● Exercise brief:
Would you print out all of the data exactly and keep the pictures out of it?

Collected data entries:
-*-*-
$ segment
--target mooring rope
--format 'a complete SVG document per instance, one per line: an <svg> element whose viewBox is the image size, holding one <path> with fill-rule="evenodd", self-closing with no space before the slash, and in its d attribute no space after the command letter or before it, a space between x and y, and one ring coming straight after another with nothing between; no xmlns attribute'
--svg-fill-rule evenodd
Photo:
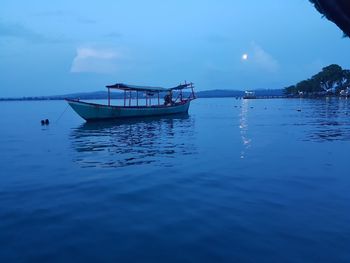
-*-*-
● Finished exercise:
$ segment
--target mooring rope
--format 'a complete SVG document per instance, one per line: an <svg> element whose viewBox is the image size, holding one <path> with fill-rule="evenodd", self-closing with no space before the slash, and in its d attribute no space after the command letter or before it, a space between x and y, and one ring coming straight after another with nothing between; no xmlns attribute'
--svg-fill-rule evenodd
Photo:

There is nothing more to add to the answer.